The yield of purified VLPs was 58 μg/(g fresh weight tissue) for wtVLPs and 81 μg/(g fresh weight tissue) for ΔVLPs. This suggests that the apparent dimers and higher molecular weight species identified by Coomassie staining and detected by anti-VP1 antibodies did indeed indicate additional VP1 protein, which contributed to the final yield (see Supplementary Figure 2). Throughout this study, plant-expressed VP1 was recalcitrant to reduction by either DTT or β-mercaptoethanol (data not shown). Dimers and higher order VP1 aggregates have been seen on reducing SDS-PAGE gels from purified virions [13] and recombinant VP1 expressed in insect cells [15]. It is expected that both intracapsomeric and intercapsomeric disulphide bridges are more efficiently formed during in vivo assembly than in vitro and this results in VLPs from eukaryotic cells possessing greater stability than in vitro-assembled VLPs [43]. Despite limited optimisation performed during this study and the analysis of just two gradient fractions, the recovery of purified VLPs approaches the highest reported levels of HPV L1 protein in crude extracts of plant tissue [21, 23]. Purification could certainly be optimised with improved gradient and ultracentrifugation conditions, which could also benefit from a pre-enrichment of VLPs by, for example, PEG precipitation [14]. In addition, steps could be taken to improve the upstream process for plant-produced polyomavirus-like particles.

As the band pattern detected by anti-VP1 antibodies was not affected by codon optimisation, the degradation of ΔVP1 is most likely due to proteolysis rather than an mRNA degradation effect. MPyV VP1 has long been known to yield a 29 kDa proteolytic fragment [13] and is susceptible to cleavage by S1 serine proteases [11]. Interestingly, wtVP1 was not susceptible to degradation, which suggests that proteolysis occurred in the cytosol. Proteolysis can often be a limiting factor for expression in plant cells [5], and it may be possible to address this issue through a number of strategies. For example, the stable or transient co-expression of serine protease inhibitors as has been demonstrated for aspartic proteases in the cytosol [16] and cysteine proteases in the secretory pathway [33], or by post-transcriptionally regulating endogenous protease levels as recently demonstrated with anti-sense RNA inhibition [22].

To our knowledge, this study represents the first example of a polyomavirus-like particle to be expressed and purified from plant tissue. Excellent yields were obtained using a single purification step, and the VLPs were shown to be consistent with those produced in other expression hosts or assembled in vitro. In addition, VLPs generated from a variant of VP1 differed from wtVLPs in a number of important ways; ΔVLPs were larger and more homogenous than wtVLPs and they did not encapsidate nucleic acid. These attributes make plant-derived polyomavirus VLPs attractive for further development in biotechnology and nanotechnology, where consistent size and shape as well as the absence of contaminating nucleic acid are advantageous. Likewise, the elimination of nucleic acid binding sequences from VP1 could be used to improve homogeneity and avoid nucleic acid encapsidation in other expression hosts where nucleic acid contamination, or particle heterogeneity, is problematic. Furthermore, we show that transient expression in plants provides a facile technique for the production of VLPs loaded with encapsidated foreign proteins. The detailed characterisation of loaded MPyV VLPs and their potential application is the subject of further experimentation. In summary, this work demonstrates the potential for plant-based expression in the future of polyomavirus-like particles in vaccine development and other biotechnological applications.

• [YOUR TASK]: In the passage on plant-produced polyomavirus-like particles, why is the degradation of ΔVP1 attributed most likely to proteolysis rather than to an mRNA degradation effect? Answer in one to three sentences. The data that come next have nothing to do with the passage on plant-produced polyomavirus-like particles.

• [EXTRACTED ENTRIES]:

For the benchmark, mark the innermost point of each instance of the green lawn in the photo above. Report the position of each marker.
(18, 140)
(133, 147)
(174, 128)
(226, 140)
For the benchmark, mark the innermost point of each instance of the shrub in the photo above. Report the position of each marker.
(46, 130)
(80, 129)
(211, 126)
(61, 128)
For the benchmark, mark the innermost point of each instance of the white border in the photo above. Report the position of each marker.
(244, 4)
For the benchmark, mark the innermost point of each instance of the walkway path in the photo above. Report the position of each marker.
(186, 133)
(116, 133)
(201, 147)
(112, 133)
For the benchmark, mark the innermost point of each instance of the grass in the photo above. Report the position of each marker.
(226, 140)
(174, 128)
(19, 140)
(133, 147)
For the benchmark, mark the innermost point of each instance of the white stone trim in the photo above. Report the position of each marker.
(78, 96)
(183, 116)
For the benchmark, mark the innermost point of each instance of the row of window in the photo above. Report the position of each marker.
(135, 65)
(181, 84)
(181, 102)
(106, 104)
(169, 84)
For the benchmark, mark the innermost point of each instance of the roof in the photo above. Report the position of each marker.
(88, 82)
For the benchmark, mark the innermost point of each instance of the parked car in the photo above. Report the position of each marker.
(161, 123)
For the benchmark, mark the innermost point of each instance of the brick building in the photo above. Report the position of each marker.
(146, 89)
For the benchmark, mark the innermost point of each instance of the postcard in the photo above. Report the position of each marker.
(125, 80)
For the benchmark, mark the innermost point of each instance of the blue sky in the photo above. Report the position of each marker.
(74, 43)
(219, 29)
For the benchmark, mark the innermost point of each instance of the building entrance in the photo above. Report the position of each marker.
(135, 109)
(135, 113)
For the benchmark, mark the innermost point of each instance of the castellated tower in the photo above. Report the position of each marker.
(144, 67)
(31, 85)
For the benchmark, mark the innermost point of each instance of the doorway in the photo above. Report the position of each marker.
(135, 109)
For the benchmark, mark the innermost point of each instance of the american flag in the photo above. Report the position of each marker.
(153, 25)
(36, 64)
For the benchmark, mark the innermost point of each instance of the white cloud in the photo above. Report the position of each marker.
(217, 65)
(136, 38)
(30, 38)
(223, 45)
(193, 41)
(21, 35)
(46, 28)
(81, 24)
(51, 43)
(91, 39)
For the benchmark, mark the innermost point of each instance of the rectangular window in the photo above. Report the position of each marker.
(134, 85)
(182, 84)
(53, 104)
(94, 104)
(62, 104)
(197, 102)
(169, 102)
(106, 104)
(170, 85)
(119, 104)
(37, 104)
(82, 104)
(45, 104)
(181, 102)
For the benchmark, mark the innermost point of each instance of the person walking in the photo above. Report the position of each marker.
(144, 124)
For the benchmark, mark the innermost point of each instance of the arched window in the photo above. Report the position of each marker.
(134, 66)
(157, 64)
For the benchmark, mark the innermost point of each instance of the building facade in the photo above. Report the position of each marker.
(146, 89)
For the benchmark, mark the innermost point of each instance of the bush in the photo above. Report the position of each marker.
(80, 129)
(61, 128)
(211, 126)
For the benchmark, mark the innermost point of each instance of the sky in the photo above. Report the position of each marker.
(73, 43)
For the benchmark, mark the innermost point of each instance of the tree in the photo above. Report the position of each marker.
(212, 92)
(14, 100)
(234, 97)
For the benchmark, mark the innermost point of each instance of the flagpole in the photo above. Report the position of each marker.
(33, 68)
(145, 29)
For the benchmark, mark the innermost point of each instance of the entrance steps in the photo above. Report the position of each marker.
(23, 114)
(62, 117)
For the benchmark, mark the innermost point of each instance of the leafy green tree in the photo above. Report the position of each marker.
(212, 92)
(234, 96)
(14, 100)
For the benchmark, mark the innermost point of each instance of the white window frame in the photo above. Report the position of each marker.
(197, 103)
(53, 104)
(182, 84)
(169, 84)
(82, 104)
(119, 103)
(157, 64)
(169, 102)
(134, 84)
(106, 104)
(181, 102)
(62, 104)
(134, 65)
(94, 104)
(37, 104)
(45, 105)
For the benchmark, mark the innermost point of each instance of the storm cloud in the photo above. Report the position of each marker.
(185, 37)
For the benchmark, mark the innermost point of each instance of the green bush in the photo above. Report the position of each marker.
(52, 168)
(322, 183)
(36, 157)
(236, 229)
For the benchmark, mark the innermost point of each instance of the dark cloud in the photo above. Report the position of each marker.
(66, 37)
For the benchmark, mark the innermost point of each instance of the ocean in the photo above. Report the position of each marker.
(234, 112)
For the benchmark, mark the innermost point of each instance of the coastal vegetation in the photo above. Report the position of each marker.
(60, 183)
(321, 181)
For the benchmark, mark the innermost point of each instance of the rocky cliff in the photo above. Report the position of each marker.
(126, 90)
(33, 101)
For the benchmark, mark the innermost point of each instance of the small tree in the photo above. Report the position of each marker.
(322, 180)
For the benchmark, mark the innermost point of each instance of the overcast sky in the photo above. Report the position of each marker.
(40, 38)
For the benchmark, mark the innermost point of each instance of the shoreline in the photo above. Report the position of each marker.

• [EXERCISE SOLUTION]: The band pattern that anti-VP1 antibodies detected did not change with codon optimisation. So the degradation of ΔVP1 is judged most likely to come from proteolysis, not from mRNA degradation.